Assignment
Nothing in the records may change. Print them all again.
--- Material shown Enclosed Below ---
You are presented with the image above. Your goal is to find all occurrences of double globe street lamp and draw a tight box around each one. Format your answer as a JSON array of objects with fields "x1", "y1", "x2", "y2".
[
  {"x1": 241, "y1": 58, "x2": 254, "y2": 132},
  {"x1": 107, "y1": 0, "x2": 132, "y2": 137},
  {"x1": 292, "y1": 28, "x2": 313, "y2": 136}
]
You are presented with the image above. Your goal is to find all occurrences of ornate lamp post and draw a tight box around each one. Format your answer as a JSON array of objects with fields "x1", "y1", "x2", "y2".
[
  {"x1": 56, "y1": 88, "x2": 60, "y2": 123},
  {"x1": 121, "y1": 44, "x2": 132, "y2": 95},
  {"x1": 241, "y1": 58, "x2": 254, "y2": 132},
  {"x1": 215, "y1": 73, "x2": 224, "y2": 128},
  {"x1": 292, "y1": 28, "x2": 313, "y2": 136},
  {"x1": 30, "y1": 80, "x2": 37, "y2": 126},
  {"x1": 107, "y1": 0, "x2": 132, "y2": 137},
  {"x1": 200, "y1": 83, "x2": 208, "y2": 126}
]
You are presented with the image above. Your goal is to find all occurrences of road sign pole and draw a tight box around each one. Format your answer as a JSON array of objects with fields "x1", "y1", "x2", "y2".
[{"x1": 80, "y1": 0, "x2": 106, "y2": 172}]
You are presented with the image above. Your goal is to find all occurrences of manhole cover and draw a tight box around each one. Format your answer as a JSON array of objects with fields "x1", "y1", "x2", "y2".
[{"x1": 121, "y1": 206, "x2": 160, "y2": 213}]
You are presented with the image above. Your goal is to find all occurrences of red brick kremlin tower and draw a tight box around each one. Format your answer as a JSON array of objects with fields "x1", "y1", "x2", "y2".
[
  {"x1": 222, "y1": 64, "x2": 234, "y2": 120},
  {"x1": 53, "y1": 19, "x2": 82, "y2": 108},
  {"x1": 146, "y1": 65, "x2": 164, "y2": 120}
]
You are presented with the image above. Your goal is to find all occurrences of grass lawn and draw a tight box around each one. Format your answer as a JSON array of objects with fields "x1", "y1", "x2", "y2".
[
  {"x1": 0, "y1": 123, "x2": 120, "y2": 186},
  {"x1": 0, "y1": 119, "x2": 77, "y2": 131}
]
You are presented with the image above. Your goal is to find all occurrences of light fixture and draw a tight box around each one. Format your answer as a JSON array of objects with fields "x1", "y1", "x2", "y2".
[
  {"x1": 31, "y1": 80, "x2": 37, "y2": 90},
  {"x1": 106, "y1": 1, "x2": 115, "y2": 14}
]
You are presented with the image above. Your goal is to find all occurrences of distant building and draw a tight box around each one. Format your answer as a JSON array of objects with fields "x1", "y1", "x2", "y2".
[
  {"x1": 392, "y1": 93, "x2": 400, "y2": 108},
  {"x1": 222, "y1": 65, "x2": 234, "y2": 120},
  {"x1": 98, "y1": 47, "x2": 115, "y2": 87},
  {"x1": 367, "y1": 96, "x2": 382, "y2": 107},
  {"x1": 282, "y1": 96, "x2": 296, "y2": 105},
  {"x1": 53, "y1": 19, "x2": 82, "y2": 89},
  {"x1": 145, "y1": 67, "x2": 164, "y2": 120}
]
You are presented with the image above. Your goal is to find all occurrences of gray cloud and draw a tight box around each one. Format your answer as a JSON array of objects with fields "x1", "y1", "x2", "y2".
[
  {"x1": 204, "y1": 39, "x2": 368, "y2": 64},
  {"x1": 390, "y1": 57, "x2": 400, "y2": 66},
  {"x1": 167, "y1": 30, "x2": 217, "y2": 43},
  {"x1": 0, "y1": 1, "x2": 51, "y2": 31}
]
--- End of Enclosed Material shown ---
Result for this exercise
You are presented with the image above. Your goal is to find all occurrences of double globe street lamp and draw a tight box around each one. Format your answer as a JSON array of objects with fields "x1", "y1", "x2", "y2".
[
  {"x1": 241, "y1": 58, "x2": 254, "y2": 132},
  {"x1": 107, "y1": 0, "x2": 132, "y2": 137},
  {"x1": 292, "y1": 28, "x2": 313, "y2": 136}
]
You are presented with the image above. Your goal is to find all occurrences of ornate lamp post and draw a tight box around each one. Format your answer as a JSON array of objects with fields "x1", "y1", "x2", "y2".
[
  {"x1": 56, "y1": 88, "x2": 60, "y2": 123},
  {"x1": 121, "y1": 44, "x2": 132, "y2": 95},
  {"x1": 241, "y1": 58, "x2": 254, "y2": 132},
  {"x1": 215, "y1": 73, "x2": 224, "y2": 128},
  {"x1": 292, "y1": 28, "x2": 313, "y2": 136},
  {"x1": 30, "y1": 80, "x2": 37, "y2": 126},
  {"x1": 107, "y1": 0, "x2": 132, "y2": 137},
  {"x1": 200, "y1": 83, "x2": 208, "y2": 126}
]
You are presented with the image above. Your goal is to find all occurrences of road sign pole and draw a tight box around each one. Format your answer as a JSON array of objects with fields "x1", "y1", "x2", "y2".
[{"x1": 80, "y1": 0, "x2": 106, "y2": 172}]
You are presented with the image above. Your goal is to find all occurrences of manhole cover and draw a tight box around each one. Format your answer as a JSON array of objects with fields "x1", "y1", "x2", "y2".
[{"x1": 121, "y1": 206, "x2": 160, "y2": 213}]
You are presented with the image above. Your goal is to find all occurrences of red brick kremlin tower and draw a tight box around each one. Format your answer as a JSON array of objects with fields "x1", "y1", "x2", "y2".
[
  {"x1": 222, "y1": 64, "x2": 234, "y2": 120},
  {"x1": 53, "y1": 19, "x2": 82, "y2": 108},
  {"x1": 146, "y1": 65, "x2": 164, "y2": 120}
]
You are presented with the image above. Your goal is to find all occurrences of grass lawn and draw a tight box around each one. Format your answer as a JSON array of objects with fields "x1", "y1", "x2", "y2".
[
  {"x1": 0, "y1": 123, "x2": 120, "y2": 186},
  {"x1": 0, "y1": 119, "x2": 77, "y2": 131}
]
You are presented with the image above. Your goal is to find all occurrences of light fixture and draw a tight box around each one. Format your answer as a JSON array of objects with fields "x1", "y1", "x2", "y2".
[
  {"x1": 31, "y1": 80, "x2": 37, "y2": 90},
  {"x1": 106, "y1": 1, "x2": 115, "y2": 14}
]
You are presented with the image above. Your goal is to find all occurrences of distant building and draw a tight box around each one. Format your answer as a JSON array of objects with fields "x1", "y1", "x2", "y2".
[
  {"x1": 392, "y1": 93, "x2": 400, "y2": 108},
  {"x1": 222, "y1": 65, "x2": 234, "y2": 120},
  {"x1": 98, "y1": 47, "x2": 115, "y2": 87},
  {"x1": 367, "y1": 96, "x2": 382, "y2": 107},
  {"x1": 282, "y1": 96, "x2": 296, "y2": 105},
  {"x1": 53, "y1": 19, "x2": 82, "y2": 89},
  {"x1": 145, "y1": 67, "x2": 164, "y2": 120}
]
You are presented with the image above. Your goal is to find all occurrences of gray cloud and draw a tight box around each one. Format your answer as a JSON array of objects with fields "x1", "y1", "x2", "y2".
[
  {"x1": 204, "y1": 39, "x2": 368, "y2": 64},
  {"x1": 390, "y1": 57, "x2": 400, "y2": 66},
  {"x1": 167, "y1": 30, "x2": 217, "y2": 43},
  {"x1": 0, "y1": 1, "x2": 51, "y2": 31}
]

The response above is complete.